**Problem:** Render every line of the records below as a Markdown table with a Row column that numbers each line and a Line column that holds its text. Omit any blank lines.

**Extracted records:**

start

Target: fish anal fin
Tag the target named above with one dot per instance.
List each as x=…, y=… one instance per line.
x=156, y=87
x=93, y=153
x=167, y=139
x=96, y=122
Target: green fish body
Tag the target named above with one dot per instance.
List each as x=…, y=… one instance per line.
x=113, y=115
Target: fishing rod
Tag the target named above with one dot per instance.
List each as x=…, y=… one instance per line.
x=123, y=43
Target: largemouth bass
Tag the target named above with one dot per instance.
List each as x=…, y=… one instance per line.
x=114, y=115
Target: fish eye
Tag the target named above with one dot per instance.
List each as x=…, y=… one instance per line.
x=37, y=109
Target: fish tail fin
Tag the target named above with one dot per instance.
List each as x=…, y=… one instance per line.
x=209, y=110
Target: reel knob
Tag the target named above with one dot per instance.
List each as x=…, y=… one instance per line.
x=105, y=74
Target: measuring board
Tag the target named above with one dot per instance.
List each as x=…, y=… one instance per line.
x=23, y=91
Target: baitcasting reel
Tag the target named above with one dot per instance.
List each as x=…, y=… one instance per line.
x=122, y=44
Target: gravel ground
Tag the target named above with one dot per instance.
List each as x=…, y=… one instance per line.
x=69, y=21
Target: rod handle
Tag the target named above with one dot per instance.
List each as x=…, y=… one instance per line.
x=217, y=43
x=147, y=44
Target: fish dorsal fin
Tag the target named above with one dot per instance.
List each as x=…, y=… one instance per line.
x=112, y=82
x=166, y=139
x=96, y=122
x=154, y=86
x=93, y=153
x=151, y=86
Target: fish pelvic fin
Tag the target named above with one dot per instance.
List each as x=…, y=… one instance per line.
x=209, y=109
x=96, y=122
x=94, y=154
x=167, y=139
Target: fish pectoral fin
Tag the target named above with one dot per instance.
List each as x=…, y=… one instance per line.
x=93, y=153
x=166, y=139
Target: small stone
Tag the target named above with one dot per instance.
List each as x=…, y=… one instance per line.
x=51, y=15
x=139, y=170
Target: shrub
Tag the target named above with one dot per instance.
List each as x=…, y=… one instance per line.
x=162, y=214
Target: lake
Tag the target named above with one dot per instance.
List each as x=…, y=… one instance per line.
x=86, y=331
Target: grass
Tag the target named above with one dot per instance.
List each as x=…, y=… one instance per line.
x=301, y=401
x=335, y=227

end

**Solution:**
| Row | Line |
|---|---|
| 1 | Target: fish anal fin |
| 2 | Tag the target named above with one dot per instance. |
| 3 | List each as x=…, y=… one instance per line. |
| 4 | x=156, y=87 |
| 5 | x=93, y=153 |
| 6 | x=167, y=139 |
| 7 | x=96, y=122 |
| 8 | Target: green fish body |
| 9 | Tag the target named above with one dot per instance. |
| 10 | List each as x=…, y=… one instance per line. |
| 11 | x=113, y=115 |
| 12 | Target: fishing rod |
| 13 | Tag the target named above with one dot per instance. |
| 14 | List each as x=…, y=… one instance per line. |
| 15 | x=123, y=43 |
| 16 | Target: largemouth bass |
| 17 | Tag the target named above with one dot per instance. |
| 18 | List each as x=…, y=… one instance per line. |
| 19 | x=114, y=115 |
| 20 | Target: fish eye |
| 21 | Tag the target named above with one dot per instance. |
| 22 | List each as x=…, y=… one instance per line. |
| 23 | x=37, y=109 |
| 24 | Target: fish tail fin |
| 25 | Tag the target named above with one dot per instance. |
| 26 | List each as x=…, y=… one instance per line. |
| 27 | x=209, y=110 |
| 28 | Target: reel knob |
| 29 | Tag the target named above with one dot per instance. |
| 30 | List each as x=…, y=… one instance per line. |
| 31 | x=105, y=74 |
| 32 | Target: measuring board |
| 33 | Tag the target named above with one dot per instance. |
| 34 | List each as x=…, y=… one instance per line. |
| 35 | x=23, y=91 |
| 36 | Target: baitcasting reel |
| 37 | Tag the target named above with one dot per instance. |
| 38 | List each as x=…, y=… one instance per line. |
| 39 | x=122, y=44 |
| 40 | Target: gravel ground |
| 41 | Tag the target named above with one dot per instance. |
| 42 | List each as x=…, y=… one instance per line. |
| 43 | x=69, y=21 |
| 44 | Target: rod handle |
| 45 | Tag the target named above with one dot per instance. |
| 46 | List each as x=…, y=… one instance per line. |
| 47 | x=217, y=43 |
| 48 | x=147, y=44 |
| 49 | Target: fish dorsal fin |
| 50 | Tag the target named above with one dot per instance. |
| 51 | List each as x=…, y=… one instance per line. |
| 52 | x=112, y=82 |
| 53 | x=166, y=139 |
| 54 | x=96, y=122 |
| 55 | x=154, y=86 |
| 56 | x=93, y=153 |
| 57 | x=151, y=86 |
| 58 | Target: fish pelvic fin |
| 59 | Tag the target named above with one dot per instance. |
| 60 | List each as x=…, y=… one instance per line. |
| 61 | x=209, y=109 |
| 62 | x=96, y=122 |
| 63 | x=94, y=154 |
| 64 | x=167, y=139 |
| 65 | Target: fish pectoral fin |
| 66 | Tag the target named above with one dot per instance. |
| 67 | List each as x=…, y=… one instance per line. |
| 68 | x=93, y=153 |
| 69 | x=166, y=139 |
| 70 | Target: small stone |
| 71 | Tag the target named above with one dot per instance. |
| 72 | List each as x=…, y=… one instance per line. |
| 73 | x=51, y=15 |
| 74 | x=139, y=170 |
| 75 | Target: shrub |
| 76 | Tag the target named above with one dot per instance. |
| 77 | List each as x=…, y=… one instance per line. |
| 78 | x=162, y=214 |
| 79 | Target: lake |
| 80 | Tag the target named above with one dot per instance. |
| 81 | List each as x=…, y=… one instance per line. |
| 82 | x=86, y=331 |
| 83 | Target: grass |
| 84 | Tag the target named above with one dot per instance. |
| 85 | List each as x=…, y=… one instance per line. |
| 86 | x=301, y=401 |
| 87 | x=335, y=227 |